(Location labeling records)
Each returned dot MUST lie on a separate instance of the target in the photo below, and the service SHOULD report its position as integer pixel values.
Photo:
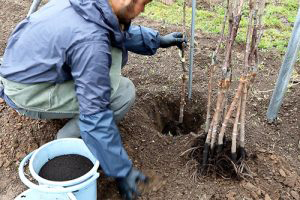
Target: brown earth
(275, 166)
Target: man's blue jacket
(71, 40)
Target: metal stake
(191, 60)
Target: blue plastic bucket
(84, 187)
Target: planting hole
(164, 112)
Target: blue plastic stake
(285, 72)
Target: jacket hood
(101, 13)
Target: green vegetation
(278, 20)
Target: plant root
(219, 164)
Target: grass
(278, 20)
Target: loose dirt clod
(66, 167)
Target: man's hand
(173, 39)
(128, 185)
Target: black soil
(66, 167)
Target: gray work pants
(120, 104)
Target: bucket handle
(46, 188)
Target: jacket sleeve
(142, 40)
(90, 63)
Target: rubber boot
(70, 130)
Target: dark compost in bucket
(66, 167)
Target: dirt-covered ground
(275, 149)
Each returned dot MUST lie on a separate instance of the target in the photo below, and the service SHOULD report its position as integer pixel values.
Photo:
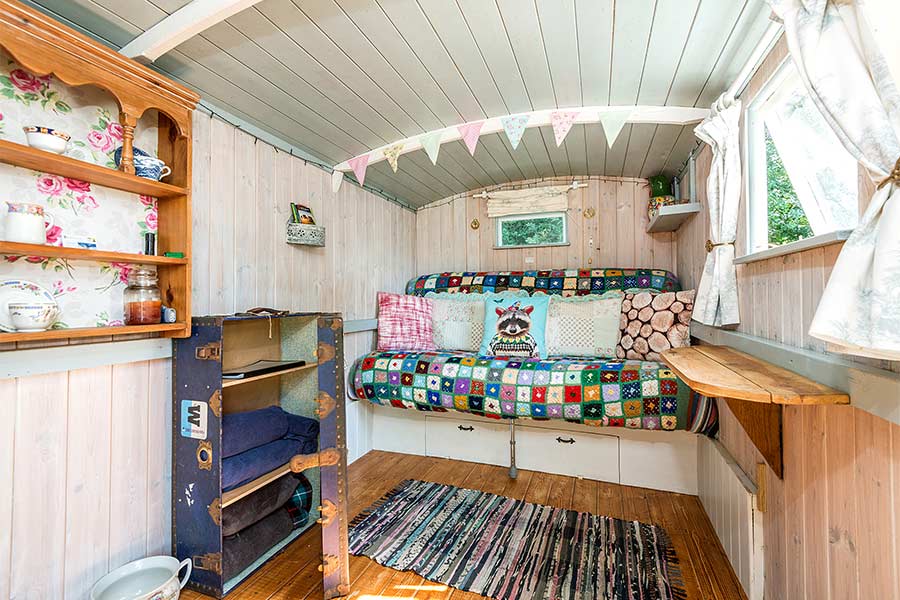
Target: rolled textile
(247, 430)
(247, 466)
(240, 550)
(261, 503)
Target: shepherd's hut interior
(450, 299)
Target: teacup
(153, 578)
(33, 316)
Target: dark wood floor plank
(294, 573)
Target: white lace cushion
(584, 325)
(457, 324)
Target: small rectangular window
(547, 229)
(802, 181)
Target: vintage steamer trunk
(316, 391)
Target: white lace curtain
(716, 302)
(850, 82)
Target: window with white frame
(545, 229)
(802, 181)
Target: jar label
(193, 419)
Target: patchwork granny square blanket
(567, 282)
(612, 393)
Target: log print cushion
(584, 325)
(653, 323)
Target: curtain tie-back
(710, 245)
(893, 177)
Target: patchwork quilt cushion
(654, 323)
(404, 322)
(615, 393)
(584, 326)
(515, 326)
(567, 282)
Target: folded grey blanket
(260, 504)
(240, 550)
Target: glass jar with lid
(143, 300)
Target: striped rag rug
(513, 550)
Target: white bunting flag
(613, 120)
(431, 143)
(514, 127)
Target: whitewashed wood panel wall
(85, 467)
(85, 456)
(614, 237)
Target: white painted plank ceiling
(337, 77)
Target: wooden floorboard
(294, 574)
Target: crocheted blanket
(612, 393)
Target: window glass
(802, 180)
(531, 230)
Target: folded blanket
(247, 466)
(247, 430)
(261, 503)
(240, 550)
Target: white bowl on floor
(153, 578)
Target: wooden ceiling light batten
(46, 47)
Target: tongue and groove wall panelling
(243, 197)
(614, 237)
(85, 468)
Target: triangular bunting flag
(359, 164)
(613, 120)
(431, 143)
(391, 153)
(562, 122)
(514, 127)
(470, 133)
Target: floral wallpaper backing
(89, 294)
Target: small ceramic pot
(26, 223)
(44, 138)
(153, 578)
(33, 316)
(150, 168)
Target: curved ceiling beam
(181, 25)
(659, 115)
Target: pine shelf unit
(43, 47)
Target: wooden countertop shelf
(723, 372)
(17, 249)
(20, 155)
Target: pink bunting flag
(470, 133)
(359, 164)
(514, 127)
(562, 122)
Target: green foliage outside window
(532, 232)
(787, 221)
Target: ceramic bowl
(153, 578)
(33, 316)
(44, 138)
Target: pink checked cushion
(404, 322)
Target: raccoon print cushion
(515, 326)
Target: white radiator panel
(729, 497)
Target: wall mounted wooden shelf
(56, 164)
(720, 371)
(16, 249)
(670, 218)
(756, 391)
(169, 329)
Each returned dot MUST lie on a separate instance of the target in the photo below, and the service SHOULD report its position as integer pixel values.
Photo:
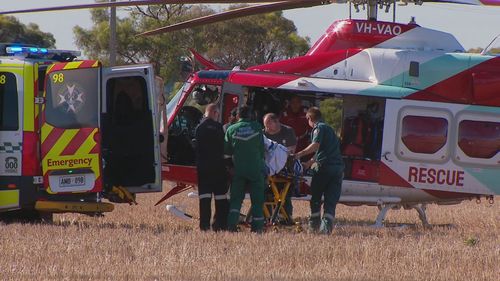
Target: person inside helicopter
(181, 131)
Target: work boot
(326, 226)
(314, 224)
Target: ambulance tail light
(31, 164)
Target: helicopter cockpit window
(479, 139)
(493, 49)
(205, 94)
(72, 98)
(9, 117)
(421, 134)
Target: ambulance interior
(127, 130)
(358, 121)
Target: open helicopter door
(416, 146)
(233, 96)
(70, 135)
(130, 138)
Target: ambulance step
(74, 207)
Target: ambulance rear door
(131, 140)
(70, 135)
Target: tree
(13, 31)
(244, 42)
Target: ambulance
(73, 132)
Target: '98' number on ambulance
(58, 78)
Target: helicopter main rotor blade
(131, 3)
(237, 13)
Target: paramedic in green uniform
(328, 168)
(245, 142)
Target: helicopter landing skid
(420, 208)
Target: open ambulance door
(70, 135)
(130, 138)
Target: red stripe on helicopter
(389, 177)
(261, 79)
(449, 195)
(477, 85)
(77, 141)
(306, 65)
(51, 140)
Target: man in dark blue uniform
(328, 169)
(212, 176)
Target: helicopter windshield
(493, 49)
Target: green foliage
(243, 42)
(331, 109)
(13, 31)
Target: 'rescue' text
(436, 176)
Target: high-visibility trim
(9, 199)
(62, 142)
(315, 215)
(72, 65)
(205, 196)
(87, 147)
(78, 207)
(77, 141)
(220, 197)
(28, 112)
(328, 216)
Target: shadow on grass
(154, 229)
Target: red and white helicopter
(421, 117)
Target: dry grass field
(147, 243)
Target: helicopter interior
(127, 127)
(358, 121)
(182, 130)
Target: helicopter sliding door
(233, 96)
(441, 146)
(130, 138)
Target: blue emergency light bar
(35, 51)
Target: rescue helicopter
(420, 120)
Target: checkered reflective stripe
(9, 147)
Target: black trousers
(213, 185)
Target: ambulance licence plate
(71, 181)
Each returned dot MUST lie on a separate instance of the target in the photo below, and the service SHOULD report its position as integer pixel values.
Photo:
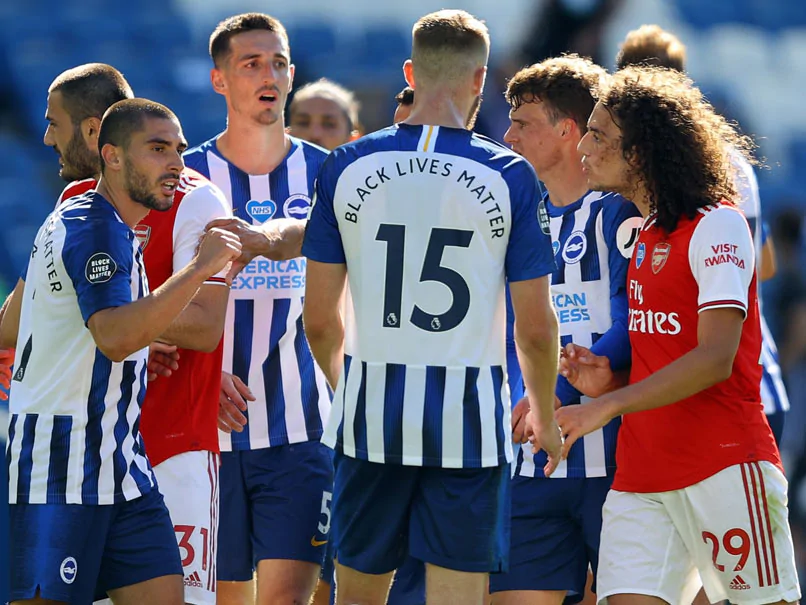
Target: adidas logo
(738, 583)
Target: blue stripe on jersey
(242, 334)
(278, 185)
(96, 406)
(307, 376)
(121, 428)
(273, 374)
(471, 413)
(241, 192)
(432, 415)
(348, 360)
(12, 432)
(566, 228)
(589, 265)
(393, 413)
(59, 456)
(26, 460)
(359, 426)
(501, 436)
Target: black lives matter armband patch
(543, 217)
(100, 268)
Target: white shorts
(189, 484)
(732, 528)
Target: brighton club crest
(660, 254)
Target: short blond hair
(449, 44)
(652, 46)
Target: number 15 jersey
(430, 221)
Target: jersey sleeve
(529, 253)
(98, 257)
(322, 241)
(722, 259)
(199, 206)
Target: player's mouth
(268, 98)
(168, 186)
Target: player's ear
(217, 80)
(111, 155)
(408, 73)
(90, 127)
(479, 76)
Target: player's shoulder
(311, 151)
(196, 157)
(76, 188)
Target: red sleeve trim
(716, 304)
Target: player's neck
(565, 181)
(438, 108)
(130, 211)
(252, 148)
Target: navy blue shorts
(275, 504)
(74, 553)
(556, 525)
(453, 518)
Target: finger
(551, 465)
(221, 222)
(244, 390)
(570, 440)
(232, 416)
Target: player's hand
(232, 402)
(519, 413)
(254, 242)
(162, 360)
(576, 421)
(216, 249)
(589, 373)
(6, 362)
(546, 436)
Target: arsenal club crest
(660, 253)
(143, 233)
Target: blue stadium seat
(313, 41)
(705, 14)
(383, 49)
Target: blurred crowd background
(749, 56)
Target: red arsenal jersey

DIRECTION >> Write out all the entries again, word for word, and print no images.

ANSWER BELOW >>
Each returned dot MUST lie on a separate instance of the target in the photo below, and the service SHOULD report its position as integer pixel values.
Photo:
Target: brown earth
(275, 166)
Target: man's blue jacket
(71, 40)
Target: metal stake
(191, 60)
Target: blue plastic bucket
(84, 187)
Target: planting hole
(164, 112)
Target: blue plastic stake
(285, 72)
Target: jacket hood
(101, 13)
Target: green vegetation
(278, 20)
Target: plant root
(219, 164)
Target: grass
(278, 20)
Target: loose dirt clod
(66, 167)
Target: man's hand
(173, 39)
(128, 185)
Target: black soil
(66, 167)
Target: gray work pants
(120, 104)
Target: bucket handle
(46, 188)
Target: jacket sleeve
(142, 40)
(90, 63)
Target: rubber boot
(70, 130)
Target: dark compost in bucket
(66, 167)
Target: dirt-covered ground
(275, 149)
Each returned dot MUST lie on a separate instance of the target in the photo below, and the service SHOULD report its position as integer pixel values.
Photo:
Target: rolled textile
(247, 430)
(247, 466)
(240, 550)
(261, 503)
Target: shepherd's hut interior
(450, 299)
Target: teacup
(153, 578)
(33, 316)
Target: dark wood floor plank
(294, 573)
Target: white lace cushion
(584, 325)
(457, 324)
Target: small rectangular window
(547, 229)
(802, 181)
Target: vintage steamer trunk
(316, 391)
Target: white lace curtain
(716, 302)
(850, 82)
Target: window with white frame
(545, 229)
(802, 181)
Target: jar label
(193, 419)
Target: patchwork granny square blanket
(567, 282)
(612, 393)
Target: log print cushion
(584, 325)
(653, 323)
Target: curtain tie-back
(710, 245)
(893, 177)
Target: patchwork quilt cushion
(654, 323)
(404, 322)
(615, 393)
(584, 326)
(515, 326)
(567, 282)
Target: folded grey blanket
(260, 504)
(240, 550)
Target: glass jar with lid
(143, 300)
Target: striped rag rug
(513, 550)
Target: white bunting flag
(613, 120)
(431, 143)
(514, 127)
Target: whitewashed wood panel wall
(85, 467)
(85, 456)
(614, 237)
Target: white painted plank ceiling
(337, 77)
Target: wooden floorboard
(294, 574)
Target: crocheted blanket
(612, 393)
Target: window glass
(802, 180)
(531, 230)
Target: folded blanket
(247, 466)
(247, 430)
(261, 503)
(240, 550)
Target: white bowl on floor
(153, 578)
Target: wooden ceiling light batten
(46, 47)
Target: tongue and groove wall panelling
(243, 197)
(614, 237)
(85, 468)
Target: triangular bunting flag
(359, 164)
(613, 120)
(431, 143)
(391, 153)
(562, 122)
(514, 127)
(470, 133)
Target: floral wallpaper backing
(89, 294)
Target: small ceramic pot
(26, 223)
(44, 138)
(153, 578)
(33, 316)
(150, 168)
Target: curved ceiling beam
(181, 25)
(659, 115)
Target: pine shelf unit
(43, 47)
Target: wooden countertop shelf
(723, 372)
(17, 249)
(20, 155)
Target: pink bunting flag
(470, 133)
(359, 164)
(514, 127)
(562, 122)
Target: green foliage outside window
(532, 232)
(787, 221)
Target: ceramic bowl
(153, 578)
(33, 316)
(44, 138)
Target: pink checked cushion
(404, 322)
Target: raccoon print cushion
(515, 326)
Target: white radiator panel
(729, 497)
Target: wall mounted wooden shelf
(56, 164)
(720, 371)
(16, 249)
(670, 218)
(756, 391)
(169, 329)
Each returned dot MUST lie on a separate instance of the target in the photo below, and the service SHOULD report its position as integer pixel values.
Photo:
Target: person inside helicopter
(181, 131)
Target: work boot
(326, 226)
(314, 224)
Target: ambulance tail light
(31, 164)
Target: helicopter cockpit window
(479, 139)
(493, 49)
(205, 94)
(72, 98)
(9, 117)
(421, 134)
Target: ambulance interior
(127, 130)
(358, 121)
Target: open helicopter door
(416, 146)
(233, 96)
(70, 135)
(130, 138)
Target: ambulance step
(74, 207)
Target: ambulance rear door
(131, 140)
(70, 135)
Target: tree
(13, 31)
(244, 42)
Target: ambulance
(73, 132)
Target: '98' number on ambulance
(58, 78)
Target: helicopter main rotor blade
(131, 3)
(237, 13)
Target: paramedic in green uniform
(328, 168)
(245, 142)
Target: helicopter landing skid
(420, 208)
Target: open ambulance door
(70, 135)
(130, 138)
Target: red stripe on helicopter
(389, 177)
(261, 79)
(449, 195)
(477, 85)
(77, 141)
(306, 65)
(51, 140)
Target: man in dark blue uniform
(328, 169)
(212, 176)
Target: helicopter windshield
(493, 49)
Target: green foliage
(243, 42)
(331, 109)
(13, 31)
Target: 'rescue' text
(436, 176)
Target: high-visibility trim
(9, 199)
(62, 142)
(315, 215)
(72, 65)
(205, 196)
(87, 147)
(78, 207)
(77, 141)
(220, 197)
(28, 112)
(328, 216)
Target: shadow on grass
(154, 229)
Target: red and white helicopter
(421, 117)
Target: dry grass field
(147, 243)
Target: helicopter interior
(127, 127)
(358, 121)
(182, 130)
Target: helicopter sliding door
(233, 96)
(441, 146)
(130, 138)
Target: blue emergency light bar
(35, 51)
Target: rescue helicopter
(420, 120)
Target: checkered reflective stripe
(9, 147)
Target: black trousers
(213, 185)
Target: ambulance licence plate
(71, 181)
Each returned dot MUST lie on a separate instance of the target in the photo below, and the service SHOULD report its position as integer pixel values.
Photo:
Target: adidas logo
(738, 583)
Target: blue stripe on jersey
(242, 334)
(278, 185)
(96, 406)
(307, 376)
(121, 428)
(273, 374)
(471, 413)
(241, 192)
(432, 415)
(348, 360)
(12, 432)
(566, 228)
(589, 265)
(393, 413)
(59, 456)
(26, 460)
(359, 426)
(501, 436)
Target: black lives matter armband patch
(543, 217)
(100, 268)
Target: white shorts
(189, 484)
(732, 528)
Target: brighton club crest
(660, 254)
Target: short blond hair
(449, 44)
(652, 46)
Target: number 15 jersey
(430, 221)
Target: jersey sleeve
(529, 253)
(98, 257)
(322, 241)
(722, 259)
(199, 206)
Target: player's mouth
(268, 98)
(168, 186)
Target: player's ear
(217, 80)
(111, 155)
(408, 73)
(90, 127)
(479, 76)
Target: player's shoulder
(311, 151)
(196, 157)
(76, 188)
Target: red sleeve trim
(716, 304)
Target: player's neck
(565, 181)
(438, 108)
(130, 211)
(252, 148)
Target: navy blue shorts
(275, 504)
(74, 553)
(556, 525)
(453, 518)
Target: finger
(551, 465)
(221, 222)
(244, 390)
(570, 440)
(232, 416)
Target: player's hand
(232, 402)
(519, 413)
(254, 242)
(162, 360)
(576, 421)
(216, 249)
(589, 373)
(6, 362)
(546, 436)
Target: arsenal club crest
(660, 253)
(143, 233)
Target: blue stadium seat
(313, 41)
(705, 14)
(383, 49)
Target: blurred crowd background
(749, 56)
Target: red arsenal jersey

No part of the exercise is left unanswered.